SELECTED PASSAGE ::
───

Photo of the Week. The famed Barringer Crater ("Meteor Crater") near Winslow Arizona (USA) is an impact site three-quarters of a mile across and 600 feet deep, made 50,000 years ago by a house-sized nickel-iron asteroid. As big as it is, it pales beside others like Manicouagan. (See it at full resolution.)


Astronomy news for the week starting Friday, September 8, 2006.


The sky is quiet this week as summer draws toward its end. The Moon is now running through the back half of its journey around the Earth. Spending the week in the waning gibbous phase, it passes through third quarter at week's end on Thursday the 14th. With the Sun approaching the autumnal equinox in Virgo, the third quarter, 270 degrees around the orbit from new, will be high along the ecliptic approaching the summer solstice in Gemini/Taurus. Watch for it making a fine appearance above Orion, which even though it is still summer is giving us a glimpse of the coming winter. The Moon begins the week near perigee, where it is closest to the Earth.

───

PROMPT A ::
According to the astronomy news, how deep is Barringer Crater?
PROMPT B ::
Write out the stretch of the astronomy news from "Photo of the" through "at full resolution.)".

Collected data
───

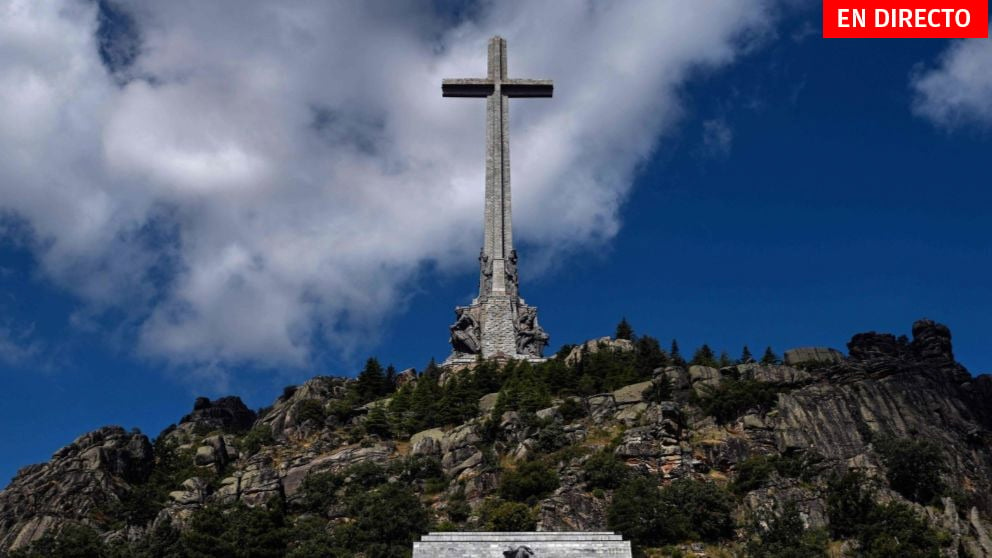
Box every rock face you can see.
[0,426,154,548]
[0,320,992,558]
[172,397,255,440]
[785,347,844,366]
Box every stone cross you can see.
[441,37,552,364]
[441,37,554,298]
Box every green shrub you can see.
[336,483,428,557]
[857,502,946,558]
[606,477,689,550]
[499,461,559,502]
[294,399,327,424]
[445,489,472,523]
[661,479,734,541]
[535,423,569,453]
[731,452,823,495]
[875,438,946,504]
[696,378,779,424]
[362,407,393,440]
[689,343,720,368]
[182,502,289,558]
[582,451,630,489]
[747,502,828,558]
[239,424,276,455]
[827,471,875,538]
[481,500,537,532]
[827,472,946,558]
[558,397,588,423]
[10,524,111,558]
[644,374,672,403]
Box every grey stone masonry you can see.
[413,532,631,558]
[441,37,553,364]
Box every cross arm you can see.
[441,78,494,97]
[500,79,554,97]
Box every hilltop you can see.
[0,320,992,557]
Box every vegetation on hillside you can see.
[10,319,968,558]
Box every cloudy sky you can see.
[0,0,992,482]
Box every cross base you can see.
[443,294,548,365]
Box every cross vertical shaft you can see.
[441,37,553,359]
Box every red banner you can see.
[823,0,989,39]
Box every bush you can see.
[499,461,559,502]
[747,502,828,558]
[582,451,630,489]
[731,452,823,495]
[362,407,393,440]
[858,502,942,558]
[300,472,344,515]
[696,378,779,424]
[482,500,537,532]
[827,472,943,558]
[342,484,428,556]
[661,479,734,541]
[294,399,327,424]
[10,524,110,558]
[607,476,734,547]
[875,438,946,504]
[827,471,875,538]
[182,502,289,558]
[445,489,472,523]
[606,477,688,549]
[535,424,569,453]
[239,424,276,455]
[644,374,672,403]
[558,397,588,423]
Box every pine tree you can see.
[670,339,685,366]
[382,364,396,395]
[689,343,720,368]
[719,351,734,368]
[356,357,386,403]
[737,345,754,364]
[614,317,634,341]
[761,346,779,364]
[364,405,392,440]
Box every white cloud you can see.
[912,31,992,128]
[0,0,770,380]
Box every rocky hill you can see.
[0,320,992,557]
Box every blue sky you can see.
[0,3,992,486]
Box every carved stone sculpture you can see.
[506,250,520,296]
[479,251,493,293]
[513,306,550,356]
[441,37,554,364]
[503,546,534,558]
[449,306,481,355]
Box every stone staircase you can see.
[413,531,631,558]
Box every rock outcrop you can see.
[0,426,154,549]
[0,320,992,558]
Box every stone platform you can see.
[413,531,631,558]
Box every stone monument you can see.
[413,531,631,558]
[441,37,553,364]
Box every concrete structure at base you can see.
[441,37,553,365]
[413,532,631,558]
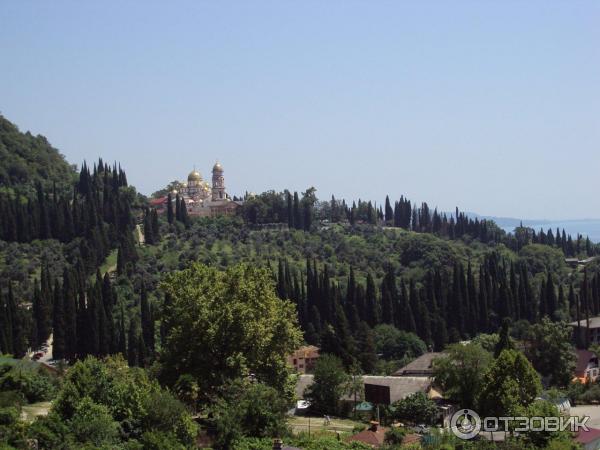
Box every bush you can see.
[0,406,21,425]
[385,427,406,445]
[69,397,119,446]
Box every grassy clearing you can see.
[100,249,117,276]
[21,402,51,422]
[288,416,366,434]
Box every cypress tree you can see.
[52,280,66,359]
[127,319,140,367]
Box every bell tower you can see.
[212,161,227,202]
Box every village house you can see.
[392,352,444,378]
[573,350,600,383]
[569,317,600,344]
[575,428,600,450]
[287,345,319,374]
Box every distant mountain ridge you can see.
[465,212,600,242]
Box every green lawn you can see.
[21,402,51,422]
[288,416,366,434]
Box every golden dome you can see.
[188,169,202,181]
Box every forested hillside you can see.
[0,115,76,195]
[0,115,600,448]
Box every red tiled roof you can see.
[346,428,386,447]
[575,428,600,444]
[402,434,421,445]
[150,197,167,206]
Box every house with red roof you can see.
[575,428,600,450]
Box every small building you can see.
[295,375,432,404]
[569,316,600,344]
[575,427,600,450]
[574,350,600,383]
[392,352,444,377]
[287,345,319,374]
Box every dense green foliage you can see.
[159,264,301,397]
[0,117,600,450]
[304,354,351,415]
[393,392,438,425]
[30,357,196,449]
[0,115,75,195]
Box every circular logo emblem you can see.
[450,409,481,439]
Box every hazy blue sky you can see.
[0,0,600,218]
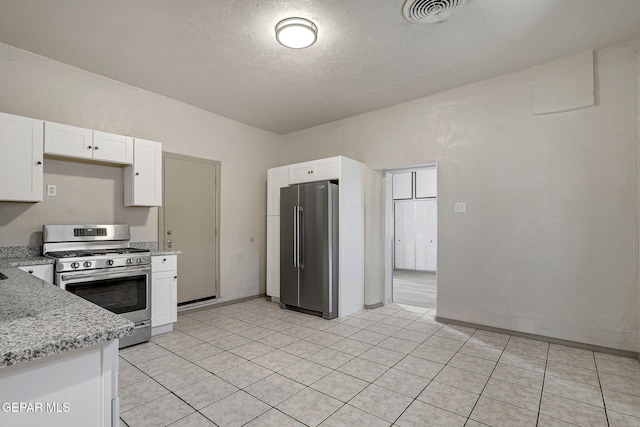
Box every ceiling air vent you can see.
[402,0,464,24]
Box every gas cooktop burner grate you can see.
[46,248,149,258]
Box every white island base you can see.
[0,340,119,427]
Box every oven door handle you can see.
[61,267,151,281]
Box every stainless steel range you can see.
[42,224,151,348]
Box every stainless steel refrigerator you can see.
[280,181,338,319]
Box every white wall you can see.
[282,45,640,351]
[0,44,281,300]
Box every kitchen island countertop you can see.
[0,268,134,369]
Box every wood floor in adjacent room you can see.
[393,270,437,308]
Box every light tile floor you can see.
[119,299,640,427]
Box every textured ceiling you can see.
[0,0,640,134]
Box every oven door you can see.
[56,266,151,322]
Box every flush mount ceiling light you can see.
[276,18,318,49]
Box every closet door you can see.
[415,199,438,271]
[394,201,416,270]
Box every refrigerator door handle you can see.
[293,205,298,268]
[298,206,304,268]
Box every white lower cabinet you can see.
[151,255,178,335]
[18,264,53,283]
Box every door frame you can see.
[158,151,222,298]
[383,162,440,309]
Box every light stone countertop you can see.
[0,268,134,369]
[151,251,182,256]
[0,256,56,268]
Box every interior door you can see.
[158,153,220,304]
[394,201,416,270]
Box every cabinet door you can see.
[93,130,133,165]
[44,122,93,159]
[416,167,438,199]
[289,157,340,184]
[0,113,43,202]
[314,157,340,181]
[267,166,289,215]
[151,255,178,273]
[289,162,315,184]
[124,138,162,206]
[391,172,413,200]
[151,271,178,327]
[18,264,53,284]
[267,216,280,298]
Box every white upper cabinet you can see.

───

WRITTEN SOLUTION A ::
600 feet deep.

WRITTEN SOLUTION B ::
Photo of the Week. The famed Barringer Crater ("Meteor Crater") near Winslow Arizona (USA) is an impact site three-quarters of a mile across and 600 feet deep, made 50,000 years ago by a house-sized nickel-iron asteroid. As big as it is, it pales beside others like Manicouagan. (See it at full resolution.)